EXERCISE TEXT:
· · · · · · ·
This need for security can also manifest as a pursuance of safety: locking my doors or fearing other people when I think they represent a threat to my security. The news cycle runs off this fear of the other as a threat to fundamental security and safety.
As a parent, I believe that one of my jobs is to guarantee the safety of my children (and it is for a while). But when I get activated, I not only get triggered about my own security but paranoid about my kids security as well, because I am deeply attached to the belief that they too are surviving as separate beings. And increasingly so are they - which is why young children experience such severe separation anxiety when mom leaves the room or we turn the lights out for bedtime.
The second fundamental want of my separate self is that of approval. My ego feels better if you approve of me, like me, and love me. Approval of others is really just an externally validating extension to my desire for security and safety, a mechanism for ensuring that my sense of self is approved of. When a simple facial expression or a few words or absence of words gives me the message that I’m not approved of, it feels like a massive threat to my sense of security and safety. If you don’t give me the approval I want, I go into personality strategies to try to get it. I might become really nice or helpful, to try to earn your praise and appreciation. Or I might try to be the smartest person in the room, to achieve your accolades and recognition for my intelligence.
If I can’t get you to approve of me, I go to control. Once I’ve lost connection with the essential oneness, believing I am a separate identity that needs to survive, I go looking outside of myself for safety. When my security feels at risk, I try to manipulate the world around me to be as I want it to be. I try to control my kids, my coworkers, my spouse. I try to change myself and others in order to make myself feel more secure. I try to control my bank account or my time or my energy or my team or the market or my business.
In summary: at the beginning of my conscious existence, I experienced a dislocation or separation from the oneness. I formed an ego identity to make sense of this seemingly separate self. As long as I am identified as a separate self, I will never have enough or be enough. From that place, I will forever go out there to try to get the security and approval of my identity and control of my environment as a way to return to that oneness. Every time I go out there to get what it is I want in here, I am looking to those around me to give me the experience of what it is I felt I lost, which inherently sets those relationships up for drama.
Introspecting how separation, security, approval, and control are showing up in your life
Knowing that all of this is just how I’m wired at the deepest levels helps inform how I apply mindfulness to everyday upsets and triggers. My debug mode then becomes something like this: What’s here now? What thoughts, sensations, or feelings are present? Is this fundamentally a desire for security, approval, or control? Could I welcome that? Could I allow it? Resisting what is is the cause of all suffering. Could I just take a breath and rest as that which is beyond all wanting? The space there is a crack of freedom.
· · · · · · ·
RECORD EXTRACTS:
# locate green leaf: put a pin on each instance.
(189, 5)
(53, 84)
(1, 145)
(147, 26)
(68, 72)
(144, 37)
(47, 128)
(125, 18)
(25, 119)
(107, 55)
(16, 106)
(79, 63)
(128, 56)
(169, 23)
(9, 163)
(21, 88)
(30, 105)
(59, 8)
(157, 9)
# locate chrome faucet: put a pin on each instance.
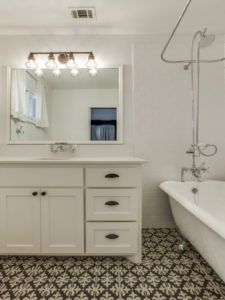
(62, 147)
(195, 171)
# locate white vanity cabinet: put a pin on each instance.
(19, 221)
(71, 207)
(62, 221)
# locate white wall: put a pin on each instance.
(157, 116)
(70, 112)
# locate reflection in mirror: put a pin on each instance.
(70, 109)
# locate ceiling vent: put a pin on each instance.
(83, 13)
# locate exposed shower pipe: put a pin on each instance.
(184, 61)
(196, 148)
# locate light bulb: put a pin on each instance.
(31, 63)
(91, 63)
(51, 64)
(56, 72)
(93, 72)
(39, 72)
(71, 64)
(74, 72)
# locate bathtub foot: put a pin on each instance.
(182, 246)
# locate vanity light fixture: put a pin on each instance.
(38, 72)
(31, 63)
(66, 59)
(51, 64)
(56, 72)
(92, 65)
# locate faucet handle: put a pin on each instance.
(204, 168)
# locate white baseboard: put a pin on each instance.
(158, 222)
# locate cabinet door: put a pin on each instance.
(20, 221)
(62, 221)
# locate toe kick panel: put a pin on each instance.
(111, 238)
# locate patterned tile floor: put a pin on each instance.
(165, 273)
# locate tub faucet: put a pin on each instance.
(195, 171)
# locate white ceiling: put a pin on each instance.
(113, 16)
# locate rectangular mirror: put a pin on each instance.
(76, 110)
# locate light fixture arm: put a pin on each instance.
(184, 61)
(62, 52)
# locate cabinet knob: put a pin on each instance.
(112, 203)
(112, 236)
(112, 175)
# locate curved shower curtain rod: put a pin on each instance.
(187, 61)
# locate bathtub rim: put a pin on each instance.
(208, 219)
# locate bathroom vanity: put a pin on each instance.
(76, 206)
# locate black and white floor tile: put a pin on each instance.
(164, 274)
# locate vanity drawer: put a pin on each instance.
(41, 176)
(111, 238)
(112, 177)
(112, 204)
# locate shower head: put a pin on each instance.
(207, 40)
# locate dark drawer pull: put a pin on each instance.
(112, 175)
(112, 203)
(112, 236)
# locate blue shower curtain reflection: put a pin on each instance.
(103, 124)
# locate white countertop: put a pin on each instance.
(71, 160)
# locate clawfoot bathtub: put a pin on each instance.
(199, 213)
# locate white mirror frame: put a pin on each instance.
(119, 141)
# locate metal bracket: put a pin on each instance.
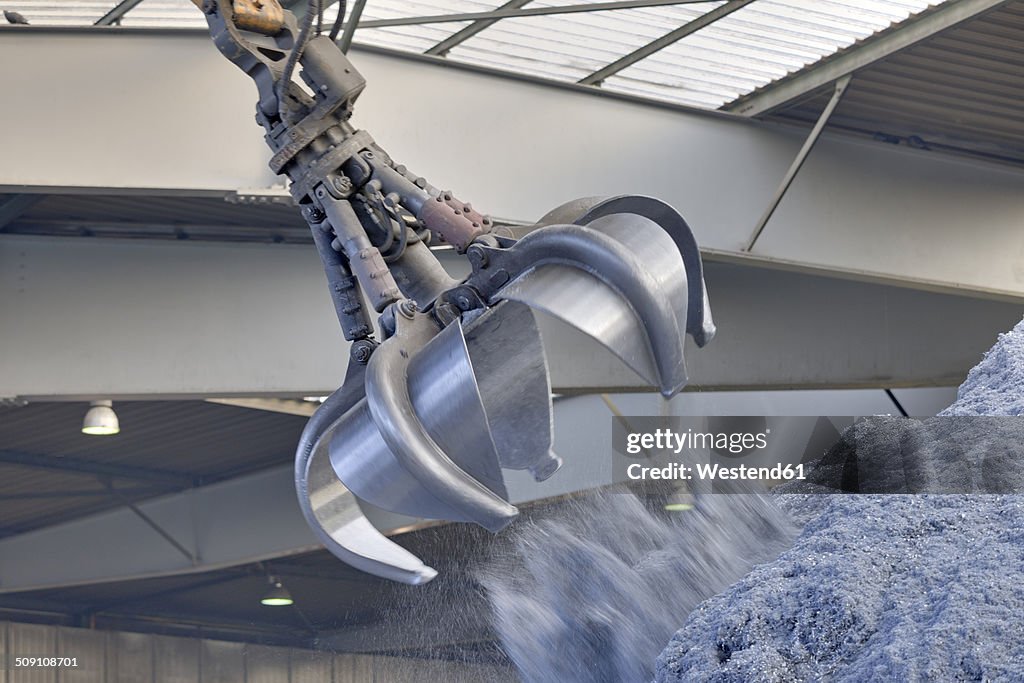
(791, 174)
· · · · · · ·
ACTION ITEM A: In the passage about the separate self, rewrite the portion from "This need for" up to and including "out for bedtime.", replacing "safety" with "protection".
ACTION ITEM B: According to the passage about the separate self, what is the second fundamental want of the separate self?

RESULT A:
This need for security can also manifest as a pursuance of protection: locking my doors or fearing other people when I think they represent a threat to my security. The news cycle runs off this fear of the other as a threat to fundamental security and protection.
As a parent, I believe that one of my jobs is to guarantee the protection of my children (and it is for a while). But when I get activated, I not only get triggered about my own security but paranoid about my kids security as well, because I am deeply attached to the belief that they too are surviving as separate beings. And increasingly so are they - which is why young children experience such severe separation anxiety when mom leaves the room or we turn the lights out for bedtime.

RESULT B: Approval.